## Stated task A
List the animals other than bears that the bear hunt account below names.

Day One: We left Atlanta at 06:15 and after landing in Montreal, made the 2.5 hour drive to the reserve. We set the bows up and were off to the bear stands. Talk about a culture shock- Atlanta, Georgia to a Canadian bear stand in just a few hours!  My plan was to film Luke taking his bear and hunt my bear with any remaining time. We did not have to wait very long for bear #1. It never ceases to amaze me how a bear can get that close to you without making a sound, but there it was at 14 yards. I judged it to be a sow in the 140 pound range and Luke decided to pass on the shot. The bear gave me a wonderful opportunity to talk with Luke about how to judge bears. Along with the dozens of squirrels, chipmunks and snowshoe hares we were entertained for the rest of the evening. 
The next morning we got a taste of how huge and wild the reserve really was as we visited 8 or so of the 25 bears stands. The stands are a minimum 5-7 miles apart with some as close as 5 minutes from camp others are as much as a 1.25 hour drive away. The drive between baits has you awestruck with the beauty of this place. Beautiful wild rivers with spectacular whitewater and more than 400 lakes line the roads. Wildlife is everywhere and this is far from your average Canadian bear hunt. 
Day Two and Three:  We hunted the same stands looking for a monster bear that had taken over the site and had excavated a huge hole next to the tree stand. We had a bear come close near dark but darkness saved him this day. The hours always pass very fast here because there is literally never a time where there is not some type of animal to watch.
During the morning hours we spent a lot of time shooting in camp and Luke was really tuned in. He was shooting a Black Widow recurve at 56 pounds and a Carbon Express Nativ two blade head. I knew any shooter bear that ventured into his range would be going home with us.
Day Four: Luke had begun to urge me to hunt alone because he feared my filming him would prevent my taking a bear but I did my best to help him to understand that watching him take his first bear was really what I was there for. We changed stand locations this day and as we approached the bait the decision to stay with him became easy to understand. Not one but two bears were at the site and we quickly set up the camera arm knowing that it would not be long before they returned. Forty minutes into our wait I spotted the bear coming down the ridge and it was on high alert. It began to circle us and for nearly an hour it made two full rotations around us. During this time another bear paced the ridgeline popping its jaws and snapping limbs. Finally, the bear decided to approach the bait. This is always a difficult time for a first time bear hunter. Even nerves of steel can come unglued at the last moment. Luke showed great patience as the bear provided dozens of marginal shot opportunities that he passed on. Finally, the bear presented the perfect broadside shot and the Luke began to draw. Let me stop the story for a moment to tell you folks that when an animal comes in on me when I am alone, I am all business and consider myself a very serious predator.  However, when I am watching Luke doing the shooting I fall apart every time.  I have seen him take nine species with his bow but I am like a first time bowhunter every time I watch him come to full draw. I still coach him to pick a spot and clam down but now he just politely gives me the “OK dad I got this” look and then always makes the shot. I guess that he will just simply always be my little eight year old boy on his first bowhunt.
As Luke drew the bow I said a quick prayer as always for a clean and quick kill and watched an absolute perfect shot with a complete pass through.  I knew the bear would go less than 50 yards and that was the case. Seconds later, the death moan drifted back to us accompanied by the sounds of another highly agitated bear on the ridge above Luke’s bear.  We quietly switched shooting and cameraman positions and continued the hunt. The final two hours of this day would have three more bears approaching our stand and while two presented 15 yard shots, with two days left to hunt I decided to pass and go for a really good bear.

## Stated task B
In the rows below, rewrite the lines from the one containing "outline: cluster of buds" through the end of the rows, changing "cluster of buds" to "flower buds" and leaving everything else the same.

## Information shown
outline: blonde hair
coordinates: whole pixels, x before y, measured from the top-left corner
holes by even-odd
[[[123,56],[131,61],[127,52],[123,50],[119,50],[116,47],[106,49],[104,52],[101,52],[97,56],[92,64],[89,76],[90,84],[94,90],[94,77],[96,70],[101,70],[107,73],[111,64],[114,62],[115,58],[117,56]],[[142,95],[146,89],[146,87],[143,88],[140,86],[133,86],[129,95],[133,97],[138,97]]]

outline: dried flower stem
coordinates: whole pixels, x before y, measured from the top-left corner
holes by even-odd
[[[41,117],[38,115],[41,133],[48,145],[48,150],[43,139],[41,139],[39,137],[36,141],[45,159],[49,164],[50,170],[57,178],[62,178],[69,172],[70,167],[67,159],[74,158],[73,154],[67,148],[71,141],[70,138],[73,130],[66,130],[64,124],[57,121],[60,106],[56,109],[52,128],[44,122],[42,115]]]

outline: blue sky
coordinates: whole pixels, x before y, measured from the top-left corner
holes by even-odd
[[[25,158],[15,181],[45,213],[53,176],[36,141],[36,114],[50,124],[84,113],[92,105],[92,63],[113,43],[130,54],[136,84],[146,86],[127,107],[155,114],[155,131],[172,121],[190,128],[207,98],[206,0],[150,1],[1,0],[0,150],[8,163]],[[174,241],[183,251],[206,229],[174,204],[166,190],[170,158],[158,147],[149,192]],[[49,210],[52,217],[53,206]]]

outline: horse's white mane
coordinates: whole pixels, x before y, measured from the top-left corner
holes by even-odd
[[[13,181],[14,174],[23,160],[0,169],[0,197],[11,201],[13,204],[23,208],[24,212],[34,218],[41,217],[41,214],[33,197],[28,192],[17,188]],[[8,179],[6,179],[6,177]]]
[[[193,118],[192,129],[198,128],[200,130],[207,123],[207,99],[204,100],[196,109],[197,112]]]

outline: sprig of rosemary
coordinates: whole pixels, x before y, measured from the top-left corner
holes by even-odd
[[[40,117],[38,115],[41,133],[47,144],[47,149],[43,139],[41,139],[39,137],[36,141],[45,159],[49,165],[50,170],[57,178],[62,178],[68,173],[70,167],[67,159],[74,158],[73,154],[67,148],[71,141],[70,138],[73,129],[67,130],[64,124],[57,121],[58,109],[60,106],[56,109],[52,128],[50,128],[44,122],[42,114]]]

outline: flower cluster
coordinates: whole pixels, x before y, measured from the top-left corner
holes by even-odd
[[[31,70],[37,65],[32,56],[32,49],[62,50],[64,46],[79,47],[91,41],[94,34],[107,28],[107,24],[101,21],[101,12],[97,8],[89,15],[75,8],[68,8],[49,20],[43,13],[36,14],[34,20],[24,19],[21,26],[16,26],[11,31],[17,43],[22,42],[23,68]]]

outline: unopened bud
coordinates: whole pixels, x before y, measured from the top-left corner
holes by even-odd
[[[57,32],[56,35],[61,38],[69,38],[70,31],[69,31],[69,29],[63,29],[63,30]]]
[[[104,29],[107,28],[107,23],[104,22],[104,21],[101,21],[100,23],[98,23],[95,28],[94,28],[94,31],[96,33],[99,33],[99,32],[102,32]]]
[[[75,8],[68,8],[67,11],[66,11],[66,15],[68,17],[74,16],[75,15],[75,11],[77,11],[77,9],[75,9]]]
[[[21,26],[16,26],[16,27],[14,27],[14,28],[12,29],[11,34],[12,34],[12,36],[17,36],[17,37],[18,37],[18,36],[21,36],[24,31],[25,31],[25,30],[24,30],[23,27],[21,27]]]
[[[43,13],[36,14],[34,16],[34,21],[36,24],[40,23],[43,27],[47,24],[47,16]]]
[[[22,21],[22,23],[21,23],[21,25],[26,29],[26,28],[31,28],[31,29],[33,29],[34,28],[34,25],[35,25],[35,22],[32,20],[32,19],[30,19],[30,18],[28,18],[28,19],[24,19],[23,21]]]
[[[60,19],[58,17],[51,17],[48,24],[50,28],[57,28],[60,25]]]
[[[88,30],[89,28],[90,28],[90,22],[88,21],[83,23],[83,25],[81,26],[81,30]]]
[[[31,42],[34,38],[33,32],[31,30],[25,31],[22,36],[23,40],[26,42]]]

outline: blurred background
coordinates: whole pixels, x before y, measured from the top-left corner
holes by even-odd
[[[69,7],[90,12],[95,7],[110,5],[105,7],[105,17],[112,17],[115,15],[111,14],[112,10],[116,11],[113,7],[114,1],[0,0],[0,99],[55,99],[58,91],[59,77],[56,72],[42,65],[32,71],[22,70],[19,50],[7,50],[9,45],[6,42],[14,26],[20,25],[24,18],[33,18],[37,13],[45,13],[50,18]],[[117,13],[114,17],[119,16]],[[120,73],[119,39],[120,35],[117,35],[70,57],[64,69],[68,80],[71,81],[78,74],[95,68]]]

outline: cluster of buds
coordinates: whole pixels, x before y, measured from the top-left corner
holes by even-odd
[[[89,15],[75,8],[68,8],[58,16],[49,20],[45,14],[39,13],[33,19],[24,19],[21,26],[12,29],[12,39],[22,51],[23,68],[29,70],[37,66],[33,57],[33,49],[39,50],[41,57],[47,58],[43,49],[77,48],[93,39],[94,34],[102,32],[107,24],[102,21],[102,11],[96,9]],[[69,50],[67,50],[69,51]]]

## Correct answer A
Squirrels, chipmunks and snowshoe hares.

## Correct answer B
outline: flower buds
coordinates: whole pixels, x before y, measured from the top-left corner
holes by even-odd
[[[89,15],[75,8],[68,8],[58,16],[49,20],[45,14],[39,13],[33,19],[24,19],[21,26],[12,29],[12,39],[22,51],[23,68],[29,70],[37,66],[33,57],[33,49],[39,50],[41,57],[47,58],[43,49],[77,48],[93,39],[94,34],[102,32],[107,24],[102,21],[102,11],[96,9]],[[69,50],[67,50],[69,51]]]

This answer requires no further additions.